# Set task:
Return the entries below word for word, starting at the first line of the entries and ending at the line that contains "73;200;82;208", with both of those lines included.

# Materials provided:
######
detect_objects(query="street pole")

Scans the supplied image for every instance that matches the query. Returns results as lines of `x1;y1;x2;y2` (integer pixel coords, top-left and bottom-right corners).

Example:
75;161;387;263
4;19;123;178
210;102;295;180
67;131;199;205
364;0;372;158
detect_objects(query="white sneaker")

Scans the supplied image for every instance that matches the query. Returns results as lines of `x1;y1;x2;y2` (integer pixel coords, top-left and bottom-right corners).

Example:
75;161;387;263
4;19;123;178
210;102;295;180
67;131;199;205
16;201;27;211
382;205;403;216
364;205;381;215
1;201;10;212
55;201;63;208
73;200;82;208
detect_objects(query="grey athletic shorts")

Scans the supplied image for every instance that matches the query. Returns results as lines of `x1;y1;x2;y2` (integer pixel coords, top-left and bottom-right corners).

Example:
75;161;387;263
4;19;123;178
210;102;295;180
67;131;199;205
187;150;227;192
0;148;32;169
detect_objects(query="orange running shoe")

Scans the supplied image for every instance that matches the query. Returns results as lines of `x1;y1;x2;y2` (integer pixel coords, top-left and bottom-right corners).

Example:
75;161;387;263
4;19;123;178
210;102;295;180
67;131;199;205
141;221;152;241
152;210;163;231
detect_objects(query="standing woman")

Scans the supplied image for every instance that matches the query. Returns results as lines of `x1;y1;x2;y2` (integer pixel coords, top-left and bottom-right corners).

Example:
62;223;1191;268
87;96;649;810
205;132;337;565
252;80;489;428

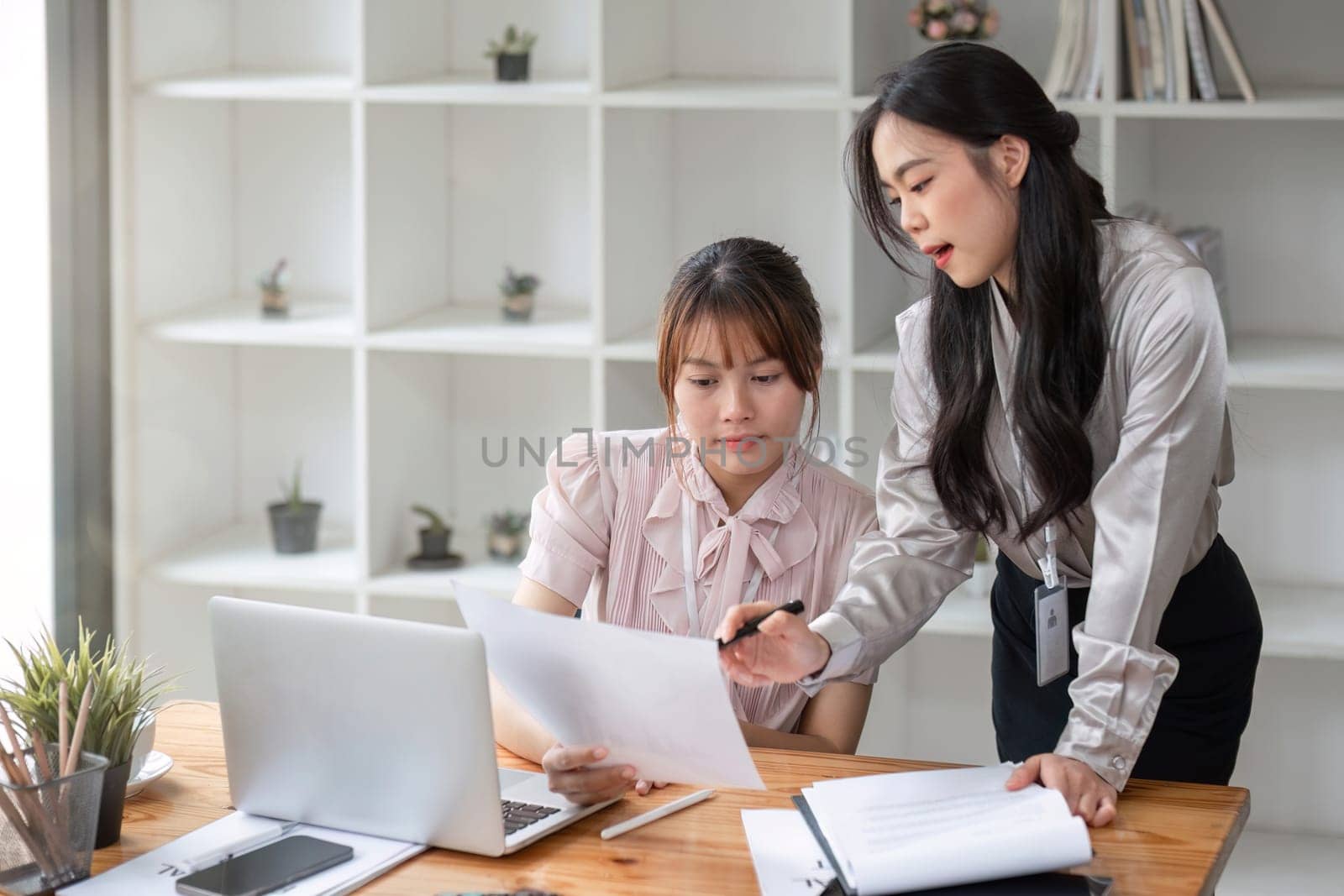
717;43;1262;826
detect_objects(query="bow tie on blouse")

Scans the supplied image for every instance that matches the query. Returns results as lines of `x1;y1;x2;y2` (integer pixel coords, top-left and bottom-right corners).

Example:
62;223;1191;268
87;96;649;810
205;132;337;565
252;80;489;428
643;458;817;637
695;517;784;607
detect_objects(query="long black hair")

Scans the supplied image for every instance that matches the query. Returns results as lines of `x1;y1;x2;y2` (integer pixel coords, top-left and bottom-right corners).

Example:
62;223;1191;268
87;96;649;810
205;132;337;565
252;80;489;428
845;43;1111;538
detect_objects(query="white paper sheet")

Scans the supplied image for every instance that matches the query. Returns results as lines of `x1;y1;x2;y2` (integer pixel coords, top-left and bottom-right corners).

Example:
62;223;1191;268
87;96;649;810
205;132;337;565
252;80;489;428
802;766;1091;894
58;811;425;896
454;584;764;790
742;809;835;896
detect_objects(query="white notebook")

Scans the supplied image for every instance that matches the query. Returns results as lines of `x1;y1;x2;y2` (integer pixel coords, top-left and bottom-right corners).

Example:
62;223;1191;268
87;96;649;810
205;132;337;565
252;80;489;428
795;764;1093;896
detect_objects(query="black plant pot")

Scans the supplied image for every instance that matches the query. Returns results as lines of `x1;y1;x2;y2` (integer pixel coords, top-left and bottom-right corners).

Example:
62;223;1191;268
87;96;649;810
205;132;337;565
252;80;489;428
266;501;323;553
495;52;533;81
419;528;453;560
92;759;130;849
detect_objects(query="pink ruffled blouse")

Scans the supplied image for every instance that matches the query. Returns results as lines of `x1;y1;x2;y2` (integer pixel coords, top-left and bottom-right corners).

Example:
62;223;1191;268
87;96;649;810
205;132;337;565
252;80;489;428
520;428;878;731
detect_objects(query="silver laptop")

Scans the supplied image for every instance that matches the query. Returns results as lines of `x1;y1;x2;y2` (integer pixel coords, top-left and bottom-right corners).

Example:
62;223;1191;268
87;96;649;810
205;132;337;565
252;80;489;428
210;596;616;856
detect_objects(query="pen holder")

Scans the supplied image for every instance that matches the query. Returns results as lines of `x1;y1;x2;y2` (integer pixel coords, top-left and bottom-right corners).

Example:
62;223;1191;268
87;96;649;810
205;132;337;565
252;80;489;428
0;747;108;896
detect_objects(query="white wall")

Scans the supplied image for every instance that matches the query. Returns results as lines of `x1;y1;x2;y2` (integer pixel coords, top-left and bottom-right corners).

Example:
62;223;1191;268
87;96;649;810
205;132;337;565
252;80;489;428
0;0;52;679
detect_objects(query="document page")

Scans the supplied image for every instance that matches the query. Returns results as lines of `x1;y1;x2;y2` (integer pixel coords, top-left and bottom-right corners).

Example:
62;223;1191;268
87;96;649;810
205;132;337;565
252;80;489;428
455;584;764;790
742;809;836;896
802;766;1091;894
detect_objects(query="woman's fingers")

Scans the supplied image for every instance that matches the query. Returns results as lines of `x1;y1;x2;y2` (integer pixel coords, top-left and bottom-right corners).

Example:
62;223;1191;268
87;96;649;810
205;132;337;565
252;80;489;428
542;744;637;804
542;744;606;771
1006;757;1040;790
547;766;636;802
714;600;780;641
1078;789;1100;825
1005;752;1118;827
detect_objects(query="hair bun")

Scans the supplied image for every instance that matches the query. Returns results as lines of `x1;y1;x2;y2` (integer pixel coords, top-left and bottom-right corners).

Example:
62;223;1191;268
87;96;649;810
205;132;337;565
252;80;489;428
1055;109;1080;146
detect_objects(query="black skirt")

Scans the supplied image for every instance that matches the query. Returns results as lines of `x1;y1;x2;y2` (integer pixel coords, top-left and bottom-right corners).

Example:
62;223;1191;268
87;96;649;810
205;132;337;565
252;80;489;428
990;536;1263;784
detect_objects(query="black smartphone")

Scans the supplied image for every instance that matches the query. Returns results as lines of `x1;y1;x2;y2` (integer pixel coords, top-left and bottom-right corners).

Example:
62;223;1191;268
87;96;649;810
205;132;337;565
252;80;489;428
177;834;354;896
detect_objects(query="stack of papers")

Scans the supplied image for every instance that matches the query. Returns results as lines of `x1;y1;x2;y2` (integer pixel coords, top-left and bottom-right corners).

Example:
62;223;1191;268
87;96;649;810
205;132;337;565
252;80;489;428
743;766;1091;896
454;584;764;790
59;811;425;896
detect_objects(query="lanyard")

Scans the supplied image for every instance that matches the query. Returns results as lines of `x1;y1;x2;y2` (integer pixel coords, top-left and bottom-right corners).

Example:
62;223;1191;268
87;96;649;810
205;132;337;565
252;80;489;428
681;491;784;638
1004;419;1059;589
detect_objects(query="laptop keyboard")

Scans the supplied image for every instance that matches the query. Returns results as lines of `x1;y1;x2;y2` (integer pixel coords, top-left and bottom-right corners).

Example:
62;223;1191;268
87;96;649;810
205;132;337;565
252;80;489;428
500;799;560;837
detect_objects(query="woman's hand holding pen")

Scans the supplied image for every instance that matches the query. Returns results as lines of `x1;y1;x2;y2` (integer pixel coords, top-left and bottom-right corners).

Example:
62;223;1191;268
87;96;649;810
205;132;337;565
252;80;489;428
715;602;831;686
1008;752;1118;827
542;744;667;806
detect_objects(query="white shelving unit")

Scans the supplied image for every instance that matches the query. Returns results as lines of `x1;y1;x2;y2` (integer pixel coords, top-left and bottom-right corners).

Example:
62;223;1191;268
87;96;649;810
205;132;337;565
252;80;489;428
112;0;1344;881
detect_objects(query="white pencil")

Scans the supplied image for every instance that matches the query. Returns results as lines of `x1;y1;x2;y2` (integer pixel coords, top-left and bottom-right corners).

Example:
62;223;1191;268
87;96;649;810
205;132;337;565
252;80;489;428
602;790;714;840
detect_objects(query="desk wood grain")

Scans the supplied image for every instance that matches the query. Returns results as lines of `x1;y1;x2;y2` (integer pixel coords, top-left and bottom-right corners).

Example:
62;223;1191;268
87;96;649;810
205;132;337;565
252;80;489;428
92;701;1250;896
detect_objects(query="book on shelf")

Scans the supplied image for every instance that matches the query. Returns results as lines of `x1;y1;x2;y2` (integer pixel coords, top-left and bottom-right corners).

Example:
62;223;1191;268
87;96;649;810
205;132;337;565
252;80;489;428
1144;0;1167;99
1199;0;1255;102
1167;0;1189;102
1040;0;1102;101
1120;0;1255;102
1131;0;1158;99
1181;0;1218;101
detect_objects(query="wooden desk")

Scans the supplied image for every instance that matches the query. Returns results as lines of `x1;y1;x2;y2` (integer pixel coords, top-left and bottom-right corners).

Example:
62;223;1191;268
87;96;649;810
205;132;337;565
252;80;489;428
92;701;1250;896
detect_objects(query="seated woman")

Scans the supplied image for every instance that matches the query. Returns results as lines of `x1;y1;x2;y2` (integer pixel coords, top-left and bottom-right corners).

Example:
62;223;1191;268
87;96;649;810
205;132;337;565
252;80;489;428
493;238;876;804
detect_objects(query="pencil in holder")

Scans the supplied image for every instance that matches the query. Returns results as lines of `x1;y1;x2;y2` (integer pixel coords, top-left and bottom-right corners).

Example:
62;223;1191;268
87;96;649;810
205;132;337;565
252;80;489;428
0;746;108;896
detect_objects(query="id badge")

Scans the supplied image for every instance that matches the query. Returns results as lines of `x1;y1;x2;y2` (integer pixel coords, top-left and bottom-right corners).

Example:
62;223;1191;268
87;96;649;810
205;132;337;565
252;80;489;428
1037;576;1068;688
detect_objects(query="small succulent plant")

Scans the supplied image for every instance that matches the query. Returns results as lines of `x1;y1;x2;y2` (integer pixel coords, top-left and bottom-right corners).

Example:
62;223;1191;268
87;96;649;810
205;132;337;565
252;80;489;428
280;461;304;508
412;504;449;535
500;267;542;298
257;258;289;293
491;511;531;535
486;25;536;59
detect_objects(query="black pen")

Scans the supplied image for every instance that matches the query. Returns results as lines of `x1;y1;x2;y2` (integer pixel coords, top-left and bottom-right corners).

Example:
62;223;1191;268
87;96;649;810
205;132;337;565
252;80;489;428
719;600;802;650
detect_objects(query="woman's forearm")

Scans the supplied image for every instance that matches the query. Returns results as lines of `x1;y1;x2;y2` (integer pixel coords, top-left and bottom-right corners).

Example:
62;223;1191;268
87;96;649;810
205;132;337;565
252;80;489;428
491;676;555;763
######
# Output below:
detect_objects(query="street pole")

Scans the supplied image for every instance that matches the query. Returns results as lines of `x1;y1;x2;y2` (integer pixel coords, top-left and bottom-right corners).

Example:
75;161;387;263
4;19;123;178
210;102;295;180
67;131;199;205
364;0;372;158
detect_objects(query="white sneaker")

Scans the supplied image for every instance that matches the query. Returns results as lines of `x1;y1;x2;y2` (integer pixel coords, top-left and bottom-right corners).

Example:
75;161;387;263
4;19;123;178
210;102;295;180
67;131;199;205
16;201;27;211
382;205;403;216
364;205;381;215
1;201;10;212
55;201;63;208
73;200;82;208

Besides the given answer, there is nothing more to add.